Text-to-region grounding data:
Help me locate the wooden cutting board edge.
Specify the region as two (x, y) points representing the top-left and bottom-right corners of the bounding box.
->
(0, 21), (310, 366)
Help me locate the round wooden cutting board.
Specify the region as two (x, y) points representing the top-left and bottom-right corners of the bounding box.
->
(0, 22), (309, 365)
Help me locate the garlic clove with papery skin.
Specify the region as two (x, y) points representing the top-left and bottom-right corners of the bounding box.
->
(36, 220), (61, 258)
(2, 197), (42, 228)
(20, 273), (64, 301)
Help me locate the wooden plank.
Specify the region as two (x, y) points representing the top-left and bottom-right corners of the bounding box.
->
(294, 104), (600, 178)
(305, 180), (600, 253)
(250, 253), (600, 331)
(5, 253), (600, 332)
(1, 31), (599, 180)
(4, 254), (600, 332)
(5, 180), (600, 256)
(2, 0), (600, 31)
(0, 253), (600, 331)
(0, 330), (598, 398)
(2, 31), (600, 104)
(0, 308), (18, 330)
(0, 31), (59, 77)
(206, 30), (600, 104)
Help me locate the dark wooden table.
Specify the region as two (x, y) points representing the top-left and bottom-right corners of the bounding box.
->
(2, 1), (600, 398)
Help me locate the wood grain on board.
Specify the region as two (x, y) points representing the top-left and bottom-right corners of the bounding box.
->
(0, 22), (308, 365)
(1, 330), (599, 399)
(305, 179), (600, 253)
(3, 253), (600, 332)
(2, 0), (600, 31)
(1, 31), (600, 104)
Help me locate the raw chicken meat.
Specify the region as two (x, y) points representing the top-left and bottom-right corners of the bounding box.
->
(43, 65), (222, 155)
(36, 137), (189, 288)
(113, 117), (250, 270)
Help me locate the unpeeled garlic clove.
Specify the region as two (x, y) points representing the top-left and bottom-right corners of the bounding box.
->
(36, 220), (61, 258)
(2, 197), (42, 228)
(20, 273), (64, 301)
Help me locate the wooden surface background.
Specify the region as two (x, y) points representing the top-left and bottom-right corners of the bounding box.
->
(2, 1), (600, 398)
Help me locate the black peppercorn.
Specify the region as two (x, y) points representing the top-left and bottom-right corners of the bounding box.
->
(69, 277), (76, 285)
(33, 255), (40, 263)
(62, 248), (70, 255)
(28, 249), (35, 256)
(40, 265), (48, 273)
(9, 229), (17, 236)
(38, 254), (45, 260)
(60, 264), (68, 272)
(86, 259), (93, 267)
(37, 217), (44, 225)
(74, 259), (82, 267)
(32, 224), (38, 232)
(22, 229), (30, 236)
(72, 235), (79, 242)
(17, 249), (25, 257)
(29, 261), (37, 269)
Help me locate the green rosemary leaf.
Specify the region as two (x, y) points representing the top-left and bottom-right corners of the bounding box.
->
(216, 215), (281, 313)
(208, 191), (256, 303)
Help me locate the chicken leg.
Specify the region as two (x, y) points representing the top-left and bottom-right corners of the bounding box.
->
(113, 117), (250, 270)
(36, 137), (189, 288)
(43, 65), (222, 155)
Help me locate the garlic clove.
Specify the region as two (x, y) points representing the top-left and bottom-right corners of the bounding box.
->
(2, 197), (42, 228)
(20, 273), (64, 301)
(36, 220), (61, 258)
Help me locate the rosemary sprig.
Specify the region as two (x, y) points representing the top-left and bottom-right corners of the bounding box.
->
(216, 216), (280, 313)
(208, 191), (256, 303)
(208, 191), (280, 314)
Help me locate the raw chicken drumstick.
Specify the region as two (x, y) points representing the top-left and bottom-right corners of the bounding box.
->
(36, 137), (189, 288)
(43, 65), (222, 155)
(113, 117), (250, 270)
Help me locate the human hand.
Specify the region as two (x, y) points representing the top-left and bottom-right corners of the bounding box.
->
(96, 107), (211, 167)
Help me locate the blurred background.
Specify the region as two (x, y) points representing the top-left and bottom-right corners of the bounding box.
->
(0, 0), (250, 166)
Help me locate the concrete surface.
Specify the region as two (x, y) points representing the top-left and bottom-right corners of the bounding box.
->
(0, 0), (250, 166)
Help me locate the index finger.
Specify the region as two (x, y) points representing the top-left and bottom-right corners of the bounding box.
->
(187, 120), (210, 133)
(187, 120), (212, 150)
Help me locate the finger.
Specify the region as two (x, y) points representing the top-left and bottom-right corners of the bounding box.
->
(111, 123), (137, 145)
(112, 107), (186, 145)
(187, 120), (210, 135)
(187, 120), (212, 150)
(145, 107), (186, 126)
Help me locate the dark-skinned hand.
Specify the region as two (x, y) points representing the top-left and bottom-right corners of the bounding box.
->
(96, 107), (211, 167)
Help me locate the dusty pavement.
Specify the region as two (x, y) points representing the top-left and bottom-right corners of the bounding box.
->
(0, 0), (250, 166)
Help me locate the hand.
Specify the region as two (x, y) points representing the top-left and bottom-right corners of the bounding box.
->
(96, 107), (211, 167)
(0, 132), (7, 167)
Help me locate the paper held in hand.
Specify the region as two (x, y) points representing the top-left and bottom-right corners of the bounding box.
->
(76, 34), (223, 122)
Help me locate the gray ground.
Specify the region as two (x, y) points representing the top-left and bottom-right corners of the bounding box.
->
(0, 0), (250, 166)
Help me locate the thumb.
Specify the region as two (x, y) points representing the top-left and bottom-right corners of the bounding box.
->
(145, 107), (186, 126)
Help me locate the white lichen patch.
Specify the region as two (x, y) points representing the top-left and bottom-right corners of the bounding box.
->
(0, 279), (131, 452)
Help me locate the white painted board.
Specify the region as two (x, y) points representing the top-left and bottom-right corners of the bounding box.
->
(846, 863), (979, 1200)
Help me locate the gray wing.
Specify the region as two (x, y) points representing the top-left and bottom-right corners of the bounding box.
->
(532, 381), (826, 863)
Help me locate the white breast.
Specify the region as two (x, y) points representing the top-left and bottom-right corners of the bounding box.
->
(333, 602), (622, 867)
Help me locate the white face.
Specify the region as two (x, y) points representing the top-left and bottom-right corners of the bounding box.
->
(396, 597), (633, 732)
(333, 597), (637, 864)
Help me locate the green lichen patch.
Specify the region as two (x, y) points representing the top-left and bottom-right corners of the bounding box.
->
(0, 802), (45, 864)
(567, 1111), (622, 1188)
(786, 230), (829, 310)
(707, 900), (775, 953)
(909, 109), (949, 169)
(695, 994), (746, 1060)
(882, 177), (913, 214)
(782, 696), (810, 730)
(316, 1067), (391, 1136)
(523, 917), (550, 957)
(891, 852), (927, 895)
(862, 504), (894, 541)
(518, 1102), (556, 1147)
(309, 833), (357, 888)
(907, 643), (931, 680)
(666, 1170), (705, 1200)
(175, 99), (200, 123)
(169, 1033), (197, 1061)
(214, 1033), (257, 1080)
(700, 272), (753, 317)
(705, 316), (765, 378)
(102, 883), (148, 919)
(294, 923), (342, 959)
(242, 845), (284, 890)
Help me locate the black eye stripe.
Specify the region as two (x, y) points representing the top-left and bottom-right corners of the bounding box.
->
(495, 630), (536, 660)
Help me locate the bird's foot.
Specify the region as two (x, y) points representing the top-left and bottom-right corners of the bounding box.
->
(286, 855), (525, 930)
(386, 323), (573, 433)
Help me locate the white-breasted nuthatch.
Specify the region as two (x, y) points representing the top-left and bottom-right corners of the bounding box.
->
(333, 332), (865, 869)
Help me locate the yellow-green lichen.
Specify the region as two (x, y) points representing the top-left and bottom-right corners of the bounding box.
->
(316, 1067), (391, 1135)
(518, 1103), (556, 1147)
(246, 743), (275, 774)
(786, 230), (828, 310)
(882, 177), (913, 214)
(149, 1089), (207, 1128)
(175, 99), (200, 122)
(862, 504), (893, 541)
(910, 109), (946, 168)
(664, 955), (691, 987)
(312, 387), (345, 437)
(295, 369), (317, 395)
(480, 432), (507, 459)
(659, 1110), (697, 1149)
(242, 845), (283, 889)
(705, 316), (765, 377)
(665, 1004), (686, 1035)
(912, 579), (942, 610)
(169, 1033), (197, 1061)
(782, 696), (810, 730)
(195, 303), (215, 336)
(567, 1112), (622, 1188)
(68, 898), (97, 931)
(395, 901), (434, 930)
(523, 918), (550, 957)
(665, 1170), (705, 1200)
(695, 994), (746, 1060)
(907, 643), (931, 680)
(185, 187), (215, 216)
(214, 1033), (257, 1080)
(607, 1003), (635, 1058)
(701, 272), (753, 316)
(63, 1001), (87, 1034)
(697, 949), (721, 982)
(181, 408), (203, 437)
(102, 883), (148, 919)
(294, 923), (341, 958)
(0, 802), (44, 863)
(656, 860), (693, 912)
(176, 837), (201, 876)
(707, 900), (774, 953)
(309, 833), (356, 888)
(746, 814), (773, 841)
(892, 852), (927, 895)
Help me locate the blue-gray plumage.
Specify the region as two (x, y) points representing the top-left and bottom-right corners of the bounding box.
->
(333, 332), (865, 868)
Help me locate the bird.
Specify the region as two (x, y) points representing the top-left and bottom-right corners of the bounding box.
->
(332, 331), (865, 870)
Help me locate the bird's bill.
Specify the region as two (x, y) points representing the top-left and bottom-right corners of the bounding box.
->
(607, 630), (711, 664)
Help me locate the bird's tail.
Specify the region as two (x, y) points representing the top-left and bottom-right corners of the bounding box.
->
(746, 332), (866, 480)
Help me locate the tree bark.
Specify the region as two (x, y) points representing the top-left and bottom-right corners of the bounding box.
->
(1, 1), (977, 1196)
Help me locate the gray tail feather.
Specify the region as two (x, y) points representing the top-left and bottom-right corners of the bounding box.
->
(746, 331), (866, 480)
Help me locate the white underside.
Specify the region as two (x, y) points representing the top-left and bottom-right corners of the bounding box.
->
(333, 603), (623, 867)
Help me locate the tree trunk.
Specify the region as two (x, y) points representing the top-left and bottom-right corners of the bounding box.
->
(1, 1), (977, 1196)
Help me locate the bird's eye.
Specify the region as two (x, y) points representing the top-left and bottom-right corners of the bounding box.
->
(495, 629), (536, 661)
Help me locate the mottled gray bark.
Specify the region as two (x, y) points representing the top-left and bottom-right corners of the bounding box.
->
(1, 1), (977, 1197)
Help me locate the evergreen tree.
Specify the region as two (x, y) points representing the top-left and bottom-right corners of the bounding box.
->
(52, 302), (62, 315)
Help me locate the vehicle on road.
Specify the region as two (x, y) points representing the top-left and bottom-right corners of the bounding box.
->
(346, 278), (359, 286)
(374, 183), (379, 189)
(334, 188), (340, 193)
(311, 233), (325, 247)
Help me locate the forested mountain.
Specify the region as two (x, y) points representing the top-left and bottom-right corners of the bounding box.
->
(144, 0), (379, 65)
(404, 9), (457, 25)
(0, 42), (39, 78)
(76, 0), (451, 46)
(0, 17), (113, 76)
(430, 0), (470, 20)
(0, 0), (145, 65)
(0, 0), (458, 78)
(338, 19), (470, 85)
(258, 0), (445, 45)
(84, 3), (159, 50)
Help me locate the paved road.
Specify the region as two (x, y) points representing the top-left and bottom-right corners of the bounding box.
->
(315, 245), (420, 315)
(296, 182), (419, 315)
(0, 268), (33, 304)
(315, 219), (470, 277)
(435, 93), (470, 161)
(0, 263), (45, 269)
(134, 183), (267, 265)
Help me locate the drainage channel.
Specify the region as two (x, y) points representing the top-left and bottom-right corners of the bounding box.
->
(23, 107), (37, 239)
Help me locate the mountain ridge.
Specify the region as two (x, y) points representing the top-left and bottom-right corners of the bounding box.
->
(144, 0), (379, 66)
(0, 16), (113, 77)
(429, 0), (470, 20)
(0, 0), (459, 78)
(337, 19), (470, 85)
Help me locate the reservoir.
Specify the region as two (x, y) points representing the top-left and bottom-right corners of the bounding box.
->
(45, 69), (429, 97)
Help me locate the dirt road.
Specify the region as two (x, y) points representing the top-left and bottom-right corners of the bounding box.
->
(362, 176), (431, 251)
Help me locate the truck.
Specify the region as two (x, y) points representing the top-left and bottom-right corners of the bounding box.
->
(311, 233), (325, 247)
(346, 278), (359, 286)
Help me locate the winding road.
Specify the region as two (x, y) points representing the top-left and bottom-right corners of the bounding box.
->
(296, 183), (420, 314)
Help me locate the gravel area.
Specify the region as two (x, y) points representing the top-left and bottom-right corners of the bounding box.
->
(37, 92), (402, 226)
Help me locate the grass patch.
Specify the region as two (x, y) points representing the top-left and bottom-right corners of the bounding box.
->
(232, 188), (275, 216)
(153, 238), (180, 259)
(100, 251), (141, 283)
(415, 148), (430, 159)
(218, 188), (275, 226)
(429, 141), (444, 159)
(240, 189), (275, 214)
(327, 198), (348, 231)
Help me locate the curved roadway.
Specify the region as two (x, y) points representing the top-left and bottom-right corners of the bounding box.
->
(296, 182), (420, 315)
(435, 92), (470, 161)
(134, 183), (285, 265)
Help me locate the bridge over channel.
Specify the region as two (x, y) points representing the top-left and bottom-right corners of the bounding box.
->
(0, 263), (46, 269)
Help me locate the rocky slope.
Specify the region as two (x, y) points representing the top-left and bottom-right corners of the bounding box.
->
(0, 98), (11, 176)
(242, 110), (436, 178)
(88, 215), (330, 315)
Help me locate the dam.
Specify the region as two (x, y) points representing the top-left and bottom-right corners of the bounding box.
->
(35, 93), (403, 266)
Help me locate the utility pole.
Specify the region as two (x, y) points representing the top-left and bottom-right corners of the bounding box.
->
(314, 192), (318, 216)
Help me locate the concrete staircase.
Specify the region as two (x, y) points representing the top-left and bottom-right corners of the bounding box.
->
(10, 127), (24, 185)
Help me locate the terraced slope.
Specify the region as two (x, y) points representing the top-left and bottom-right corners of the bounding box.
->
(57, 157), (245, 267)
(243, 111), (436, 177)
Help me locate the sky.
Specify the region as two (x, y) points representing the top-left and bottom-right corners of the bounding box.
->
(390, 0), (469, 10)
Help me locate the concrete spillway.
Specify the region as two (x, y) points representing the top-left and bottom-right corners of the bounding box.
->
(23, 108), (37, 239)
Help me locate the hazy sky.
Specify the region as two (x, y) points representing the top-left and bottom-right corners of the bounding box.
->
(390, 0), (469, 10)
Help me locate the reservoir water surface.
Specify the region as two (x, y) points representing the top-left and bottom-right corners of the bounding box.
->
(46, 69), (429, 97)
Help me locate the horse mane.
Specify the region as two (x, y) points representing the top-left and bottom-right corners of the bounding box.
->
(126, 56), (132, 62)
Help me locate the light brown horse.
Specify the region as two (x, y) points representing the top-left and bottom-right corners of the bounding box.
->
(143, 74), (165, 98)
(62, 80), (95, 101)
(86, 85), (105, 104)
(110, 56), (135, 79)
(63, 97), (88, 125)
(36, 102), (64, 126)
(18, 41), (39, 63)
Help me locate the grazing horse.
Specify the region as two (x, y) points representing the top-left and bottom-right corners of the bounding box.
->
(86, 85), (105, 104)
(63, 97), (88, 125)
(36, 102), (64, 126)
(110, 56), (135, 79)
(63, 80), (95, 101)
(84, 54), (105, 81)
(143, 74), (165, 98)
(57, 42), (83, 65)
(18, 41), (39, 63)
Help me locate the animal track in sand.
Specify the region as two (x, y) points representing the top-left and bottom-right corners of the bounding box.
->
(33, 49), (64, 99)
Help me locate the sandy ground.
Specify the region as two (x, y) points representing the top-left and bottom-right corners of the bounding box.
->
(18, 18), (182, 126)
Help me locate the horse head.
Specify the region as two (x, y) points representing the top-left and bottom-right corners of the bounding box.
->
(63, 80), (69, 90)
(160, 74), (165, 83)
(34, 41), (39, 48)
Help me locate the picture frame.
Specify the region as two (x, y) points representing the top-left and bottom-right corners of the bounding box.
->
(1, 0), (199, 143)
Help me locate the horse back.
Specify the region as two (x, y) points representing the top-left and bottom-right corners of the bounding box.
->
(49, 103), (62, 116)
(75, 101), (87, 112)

> Exercise:
All lines of the records above that contain the word "patch" are to be copied out.

> Response area:
Help me locate the white lichen patch.
Help me locate the green lichen patch.
Help me locate the grass patch.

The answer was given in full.